*** Extracted text ***

Re: R Interpreter - PR 702

enzo Sun, 13 Mar 2016 14:28:05 -0700

Just a side consideration on package management, expanding some of Jaff’s 
comments.


As well all know R is in essence a “single user” tool.  I assume at the 
beginning Zeppelin will be the same.

On my machine I have two libraries where my R packages are stored, a system 
library and a user library.

I imagine Zeppelin will “discover” my personal user library and of course the 
system library.  As such there is no need for anything else.  Any package 
necessary for the R interpreter(s) could be stored in the user’s library.  

This would work, but in principle a user could still download rscala or similar 
packages to use for example with Rstudio or in a parallel instance of Jupyter 
(using IRkernel), hence the way Zeppelin will manage these will have to be 
error-proof (maybe managing a Zeppelin library, not accessible / updatable by 
RStudio or R GUI on the system?  I am not sure what is the design of choice of 
PR 702 or PR 208).

While maybe premature, I think we need also to discuss what is going to happen 
in case of a Zeppelin Server, serving many users. This extends a bit normal 
operating patterns for R.  I don’t think in such a case we should expect to 
have a R administrator managing packages outside of Zeppelin (does Zeppelin 
plan to have in such a case an admin interface??). 

In case of Zeppelin Server different scenarios could be applied:
A possibility would be to have a single library dedicated to the server where 
all users share all packages. The issue would be how to maintain it, and what 
if different users will require different versions of some package?  While it 
may appear cumbersome, it may be appropriate in environments where they plan to 
control rigidly which version of a package is applied when.
Possibly the most functionally complete approach would be to have a library per 
users (plus probably a “private” library for Zeppelin - or dedicated packages 
copied into each library, as currently done by Rstudio with rstudioapi).

What are the plans  / ideas on this for PR 208 / 702?

It would be interesting to have the re-assurance that whichever design there 
will be flexibility to implement different approached in the future...



Enzo
e...@smartinsightsfromdata.com



> On 9 Mar 2016, at 18:56, Jeff Steinmetz <jeffrey.steinm...@gmail.com> wrote:
> 
> The package management thoughts I presented could be considered general 
> suggestions for any R interpreter improvement, with implications beyond just 
> rScala.

***

### [Actions to take]
1 – Write down the stretch of the post on R package management from "This would work, but" through "or PR 208).".
2 – In the post on R package management, what two libraries store R packages on the writer's machine?

*** Supplied records ***

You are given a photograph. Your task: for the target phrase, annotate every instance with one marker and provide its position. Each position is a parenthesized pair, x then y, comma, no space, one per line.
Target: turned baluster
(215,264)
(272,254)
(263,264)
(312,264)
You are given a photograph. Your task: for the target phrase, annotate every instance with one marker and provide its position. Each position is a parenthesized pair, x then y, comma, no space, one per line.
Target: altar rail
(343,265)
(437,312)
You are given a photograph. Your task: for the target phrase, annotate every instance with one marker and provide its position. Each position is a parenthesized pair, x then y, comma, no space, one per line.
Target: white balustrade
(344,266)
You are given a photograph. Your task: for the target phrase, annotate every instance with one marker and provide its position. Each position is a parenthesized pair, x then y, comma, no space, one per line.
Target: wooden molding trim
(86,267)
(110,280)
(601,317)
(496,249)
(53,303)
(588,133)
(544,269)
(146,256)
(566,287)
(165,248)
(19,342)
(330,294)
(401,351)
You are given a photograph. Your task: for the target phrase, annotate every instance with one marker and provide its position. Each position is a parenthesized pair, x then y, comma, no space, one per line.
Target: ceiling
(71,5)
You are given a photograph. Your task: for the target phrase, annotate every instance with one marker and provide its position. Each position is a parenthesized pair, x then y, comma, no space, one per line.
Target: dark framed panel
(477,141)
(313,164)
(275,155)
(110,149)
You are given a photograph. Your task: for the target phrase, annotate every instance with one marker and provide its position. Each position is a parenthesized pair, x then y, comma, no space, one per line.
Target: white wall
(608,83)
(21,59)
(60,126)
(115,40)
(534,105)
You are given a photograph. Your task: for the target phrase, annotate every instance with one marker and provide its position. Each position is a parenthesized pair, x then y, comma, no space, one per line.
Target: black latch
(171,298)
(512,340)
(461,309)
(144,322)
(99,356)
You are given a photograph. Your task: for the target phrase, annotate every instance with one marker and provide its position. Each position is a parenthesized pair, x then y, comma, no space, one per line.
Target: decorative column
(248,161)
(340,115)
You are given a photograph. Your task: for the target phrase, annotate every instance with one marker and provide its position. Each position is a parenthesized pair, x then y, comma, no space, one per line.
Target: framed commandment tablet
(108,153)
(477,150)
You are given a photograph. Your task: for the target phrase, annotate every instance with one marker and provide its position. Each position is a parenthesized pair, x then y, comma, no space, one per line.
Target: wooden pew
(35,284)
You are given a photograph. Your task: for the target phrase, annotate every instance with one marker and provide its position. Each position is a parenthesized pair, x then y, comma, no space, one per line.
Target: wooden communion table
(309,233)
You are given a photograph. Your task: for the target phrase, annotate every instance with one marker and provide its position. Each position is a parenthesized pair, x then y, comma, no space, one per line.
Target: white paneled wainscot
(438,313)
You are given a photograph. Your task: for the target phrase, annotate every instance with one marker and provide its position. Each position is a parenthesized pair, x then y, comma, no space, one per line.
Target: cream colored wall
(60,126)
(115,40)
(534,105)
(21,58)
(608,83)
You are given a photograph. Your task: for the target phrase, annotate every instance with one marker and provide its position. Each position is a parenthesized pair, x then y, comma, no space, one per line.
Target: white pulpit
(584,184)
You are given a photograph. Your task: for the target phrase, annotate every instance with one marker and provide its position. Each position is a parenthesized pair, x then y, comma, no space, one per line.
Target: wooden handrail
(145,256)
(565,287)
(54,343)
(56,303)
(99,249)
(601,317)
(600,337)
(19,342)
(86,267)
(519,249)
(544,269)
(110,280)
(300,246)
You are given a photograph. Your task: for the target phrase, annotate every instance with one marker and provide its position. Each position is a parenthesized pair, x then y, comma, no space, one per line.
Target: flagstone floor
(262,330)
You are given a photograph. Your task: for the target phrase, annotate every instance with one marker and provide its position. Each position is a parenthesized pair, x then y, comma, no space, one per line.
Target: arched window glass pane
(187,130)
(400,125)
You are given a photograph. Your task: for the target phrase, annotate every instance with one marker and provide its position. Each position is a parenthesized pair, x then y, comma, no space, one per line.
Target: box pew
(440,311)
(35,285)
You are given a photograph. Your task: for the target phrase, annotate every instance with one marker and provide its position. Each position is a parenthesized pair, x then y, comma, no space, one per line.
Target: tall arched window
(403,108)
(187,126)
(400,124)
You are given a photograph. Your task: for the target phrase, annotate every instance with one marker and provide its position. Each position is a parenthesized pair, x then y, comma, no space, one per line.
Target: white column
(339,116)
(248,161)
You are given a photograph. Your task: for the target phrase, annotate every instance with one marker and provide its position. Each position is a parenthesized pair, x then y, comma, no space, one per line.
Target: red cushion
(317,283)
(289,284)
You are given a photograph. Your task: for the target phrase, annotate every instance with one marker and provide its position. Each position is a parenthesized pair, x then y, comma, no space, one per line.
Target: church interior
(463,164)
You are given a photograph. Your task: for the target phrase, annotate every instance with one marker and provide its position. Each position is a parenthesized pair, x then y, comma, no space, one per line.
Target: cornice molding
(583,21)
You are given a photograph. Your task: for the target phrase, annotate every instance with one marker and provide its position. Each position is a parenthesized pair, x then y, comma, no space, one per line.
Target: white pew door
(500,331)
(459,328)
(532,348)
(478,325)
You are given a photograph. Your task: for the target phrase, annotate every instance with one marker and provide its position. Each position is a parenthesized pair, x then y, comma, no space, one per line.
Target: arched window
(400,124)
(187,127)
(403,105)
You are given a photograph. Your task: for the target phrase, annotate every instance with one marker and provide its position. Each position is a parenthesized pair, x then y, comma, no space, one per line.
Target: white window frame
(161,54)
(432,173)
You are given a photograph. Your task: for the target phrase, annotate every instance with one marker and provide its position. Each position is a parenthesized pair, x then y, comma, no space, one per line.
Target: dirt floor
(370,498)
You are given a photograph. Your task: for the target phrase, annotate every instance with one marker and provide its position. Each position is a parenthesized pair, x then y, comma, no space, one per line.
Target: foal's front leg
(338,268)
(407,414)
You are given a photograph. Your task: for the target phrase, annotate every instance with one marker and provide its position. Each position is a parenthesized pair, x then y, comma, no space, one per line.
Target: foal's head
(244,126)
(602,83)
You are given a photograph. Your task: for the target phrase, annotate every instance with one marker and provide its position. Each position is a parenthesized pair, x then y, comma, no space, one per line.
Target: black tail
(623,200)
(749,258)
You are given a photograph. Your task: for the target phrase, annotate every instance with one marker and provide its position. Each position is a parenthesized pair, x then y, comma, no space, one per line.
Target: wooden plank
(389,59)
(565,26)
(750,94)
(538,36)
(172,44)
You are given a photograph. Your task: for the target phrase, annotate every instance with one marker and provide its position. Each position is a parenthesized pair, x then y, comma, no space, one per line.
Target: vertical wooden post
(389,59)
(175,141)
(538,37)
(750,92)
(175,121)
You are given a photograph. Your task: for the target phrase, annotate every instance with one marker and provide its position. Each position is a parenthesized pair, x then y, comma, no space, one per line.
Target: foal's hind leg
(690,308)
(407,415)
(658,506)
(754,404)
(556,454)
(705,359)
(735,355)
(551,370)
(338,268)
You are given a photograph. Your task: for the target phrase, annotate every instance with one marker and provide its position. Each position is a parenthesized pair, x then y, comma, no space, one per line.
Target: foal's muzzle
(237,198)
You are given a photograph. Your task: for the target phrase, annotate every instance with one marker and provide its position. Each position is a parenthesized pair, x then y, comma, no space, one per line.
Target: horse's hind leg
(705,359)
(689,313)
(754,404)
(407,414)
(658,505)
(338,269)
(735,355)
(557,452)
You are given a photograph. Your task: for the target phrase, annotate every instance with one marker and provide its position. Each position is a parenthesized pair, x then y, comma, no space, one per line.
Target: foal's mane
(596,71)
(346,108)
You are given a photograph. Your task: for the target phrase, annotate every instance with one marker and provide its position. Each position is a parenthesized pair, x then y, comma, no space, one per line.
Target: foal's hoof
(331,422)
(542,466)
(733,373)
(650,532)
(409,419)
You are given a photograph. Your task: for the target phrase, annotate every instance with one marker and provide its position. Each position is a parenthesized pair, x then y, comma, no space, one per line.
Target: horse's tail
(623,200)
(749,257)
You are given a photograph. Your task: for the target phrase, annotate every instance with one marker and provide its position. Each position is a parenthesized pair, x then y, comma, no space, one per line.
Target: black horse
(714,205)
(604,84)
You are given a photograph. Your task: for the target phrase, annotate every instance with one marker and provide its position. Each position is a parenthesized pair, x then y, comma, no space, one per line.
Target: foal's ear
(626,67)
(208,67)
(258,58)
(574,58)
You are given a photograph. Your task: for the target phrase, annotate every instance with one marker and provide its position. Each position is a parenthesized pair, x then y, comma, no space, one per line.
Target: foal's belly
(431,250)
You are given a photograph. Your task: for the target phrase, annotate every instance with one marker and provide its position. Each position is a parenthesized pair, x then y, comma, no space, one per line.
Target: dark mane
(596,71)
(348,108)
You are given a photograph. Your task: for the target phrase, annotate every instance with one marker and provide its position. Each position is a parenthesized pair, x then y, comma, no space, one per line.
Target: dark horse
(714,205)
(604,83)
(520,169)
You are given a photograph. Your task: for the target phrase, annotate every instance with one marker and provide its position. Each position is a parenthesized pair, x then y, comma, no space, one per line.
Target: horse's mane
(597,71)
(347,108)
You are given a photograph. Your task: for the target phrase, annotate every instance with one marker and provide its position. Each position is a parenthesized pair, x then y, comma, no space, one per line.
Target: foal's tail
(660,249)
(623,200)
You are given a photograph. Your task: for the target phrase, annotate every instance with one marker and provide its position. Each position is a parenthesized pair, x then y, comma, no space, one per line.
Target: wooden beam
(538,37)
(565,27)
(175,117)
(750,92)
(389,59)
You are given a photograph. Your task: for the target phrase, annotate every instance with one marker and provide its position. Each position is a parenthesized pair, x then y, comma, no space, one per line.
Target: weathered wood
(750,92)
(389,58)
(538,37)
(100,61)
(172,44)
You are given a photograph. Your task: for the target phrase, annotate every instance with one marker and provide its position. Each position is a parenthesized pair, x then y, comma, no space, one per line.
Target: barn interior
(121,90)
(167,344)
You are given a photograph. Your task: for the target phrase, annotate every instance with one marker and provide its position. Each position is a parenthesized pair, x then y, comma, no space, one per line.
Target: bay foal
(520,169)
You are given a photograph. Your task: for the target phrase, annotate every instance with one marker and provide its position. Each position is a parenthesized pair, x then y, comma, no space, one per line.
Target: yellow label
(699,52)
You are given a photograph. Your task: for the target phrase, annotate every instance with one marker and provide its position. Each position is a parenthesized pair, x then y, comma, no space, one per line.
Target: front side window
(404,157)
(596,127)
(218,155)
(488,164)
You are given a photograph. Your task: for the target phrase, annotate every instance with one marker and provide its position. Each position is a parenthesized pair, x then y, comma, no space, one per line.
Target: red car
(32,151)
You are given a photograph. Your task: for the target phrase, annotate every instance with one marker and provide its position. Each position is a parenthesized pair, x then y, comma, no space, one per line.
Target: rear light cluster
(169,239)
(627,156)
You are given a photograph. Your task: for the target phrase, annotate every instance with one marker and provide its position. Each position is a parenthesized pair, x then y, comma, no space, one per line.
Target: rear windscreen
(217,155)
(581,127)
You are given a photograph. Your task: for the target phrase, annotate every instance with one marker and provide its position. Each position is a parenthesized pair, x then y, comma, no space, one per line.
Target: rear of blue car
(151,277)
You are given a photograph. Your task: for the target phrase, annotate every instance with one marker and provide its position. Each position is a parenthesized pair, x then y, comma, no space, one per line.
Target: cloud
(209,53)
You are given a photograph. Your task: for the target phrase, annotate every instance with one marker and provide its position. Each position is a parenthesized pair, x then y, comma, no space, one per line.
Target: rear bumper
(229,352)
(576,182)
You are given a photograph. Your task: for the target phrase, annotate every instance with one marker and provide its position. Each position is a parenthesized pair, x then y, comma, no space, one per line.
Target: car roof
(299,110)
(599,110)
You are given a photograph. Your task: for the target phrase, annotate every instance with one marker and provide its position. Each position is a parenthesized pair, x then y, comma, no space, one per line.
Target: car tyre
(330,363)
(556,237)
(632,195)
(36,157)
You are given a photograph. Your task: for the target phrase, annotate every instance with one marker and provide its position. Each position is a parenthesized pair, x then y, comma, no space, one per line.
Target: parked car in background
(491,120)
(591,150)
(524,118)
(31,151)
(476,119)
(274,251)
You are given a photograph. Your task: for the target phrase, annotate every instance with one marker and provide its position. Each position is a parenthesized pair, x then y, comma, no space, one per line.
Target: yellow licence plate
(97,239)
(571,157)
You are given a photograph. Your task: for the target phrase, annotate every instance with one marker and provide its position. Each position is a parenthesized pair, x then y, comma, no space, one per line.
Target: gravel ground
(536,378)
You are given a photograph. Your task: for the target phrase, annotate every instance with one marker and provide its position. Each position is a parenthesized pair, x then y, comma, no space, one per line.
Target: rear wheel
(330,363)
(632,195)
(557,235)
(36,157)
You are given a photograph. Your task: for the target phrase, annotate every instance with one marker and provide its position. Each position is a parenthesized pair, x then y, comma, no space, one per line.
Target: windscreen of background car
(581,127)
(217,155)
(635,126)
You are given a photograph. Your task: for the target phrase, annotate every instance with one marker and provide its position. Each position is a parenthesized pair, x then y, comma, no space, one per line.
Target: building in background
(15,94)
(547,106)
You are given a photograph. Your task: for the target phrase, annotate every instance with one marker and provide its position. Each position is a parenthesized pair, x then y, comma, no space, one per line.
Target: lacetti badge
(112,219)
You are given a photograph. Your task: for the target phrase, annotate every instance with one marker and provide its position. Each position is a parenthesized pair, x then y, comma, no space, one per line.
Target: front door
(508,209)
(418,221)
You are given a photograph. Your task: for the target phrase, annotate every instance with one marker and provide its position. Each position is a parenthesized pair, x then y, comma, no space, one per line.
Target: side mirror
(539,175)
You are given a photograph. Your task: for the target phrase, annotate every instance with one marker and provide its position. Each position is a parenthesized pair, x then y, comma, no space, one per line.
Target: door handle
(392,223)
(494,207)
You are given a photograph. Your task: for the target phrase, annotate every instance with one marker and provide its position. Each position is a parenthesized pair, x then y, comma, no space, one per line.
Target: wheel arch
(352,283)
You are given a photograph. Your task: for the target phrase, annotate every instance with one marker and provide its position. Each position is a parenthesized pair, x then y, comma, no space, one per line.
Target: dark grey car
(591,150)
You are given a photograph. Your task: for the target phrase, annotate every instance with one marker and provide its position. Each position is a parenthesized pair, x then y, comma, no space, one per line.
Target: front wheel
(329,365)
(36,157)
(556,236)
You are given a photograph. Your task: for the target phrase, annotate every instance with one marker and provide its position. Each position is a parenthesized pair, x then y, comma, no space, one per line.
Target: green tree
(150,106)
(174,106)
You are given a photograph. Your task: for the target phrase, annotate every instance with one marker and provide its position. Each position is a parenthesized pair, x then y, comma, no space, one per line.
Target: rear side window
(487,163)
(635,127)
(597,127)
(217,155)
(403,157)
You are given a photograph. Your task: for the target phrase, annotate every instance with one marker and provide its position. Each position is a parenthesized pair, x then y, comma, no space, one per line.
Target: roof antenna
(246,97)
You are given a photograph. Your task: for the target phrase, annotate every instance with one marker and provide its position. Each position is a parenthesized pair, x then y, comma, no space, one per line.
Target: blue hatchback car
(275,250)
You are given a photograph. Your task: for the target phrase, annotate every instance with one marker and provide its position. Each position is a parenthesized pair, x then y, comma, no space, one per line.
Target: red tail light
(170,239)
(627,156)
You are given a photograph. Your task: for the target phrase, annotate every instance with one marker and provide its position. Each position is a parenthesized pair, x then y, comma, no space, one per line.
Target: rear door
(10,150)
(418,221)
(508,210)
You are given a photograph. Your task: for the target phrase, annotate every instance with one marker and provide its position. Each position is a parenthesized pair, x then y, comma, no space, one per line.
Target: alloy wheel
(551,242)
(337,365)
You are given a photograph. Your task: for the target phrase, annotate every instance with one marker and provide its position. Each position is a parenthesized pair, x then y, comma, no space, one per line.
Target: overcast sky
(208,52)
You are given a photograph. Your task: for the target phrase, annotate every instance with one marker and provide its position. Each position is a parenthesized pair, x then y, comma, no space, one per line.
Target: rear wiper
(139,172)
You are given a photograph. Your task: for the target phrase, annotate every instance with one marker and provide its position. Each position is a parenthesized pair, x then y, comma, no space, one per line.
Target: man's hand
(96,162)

***

### [Task-by-task results]
1 –
This would work, but in principle a user could still download rscala or similar 
packages to use for example with Rstudio or in a parallel instance of Jupyter 
(using IRkernel), hence the way Zeppelin will manage these will have to be 
error-proof (maybe managing a Zeppelin library, not accessible / updatable by 
RStudio or R GUI on the system?  I am not sure what is the design of choice of 
PR 702 or PR 208).

2 – A system library and a user library.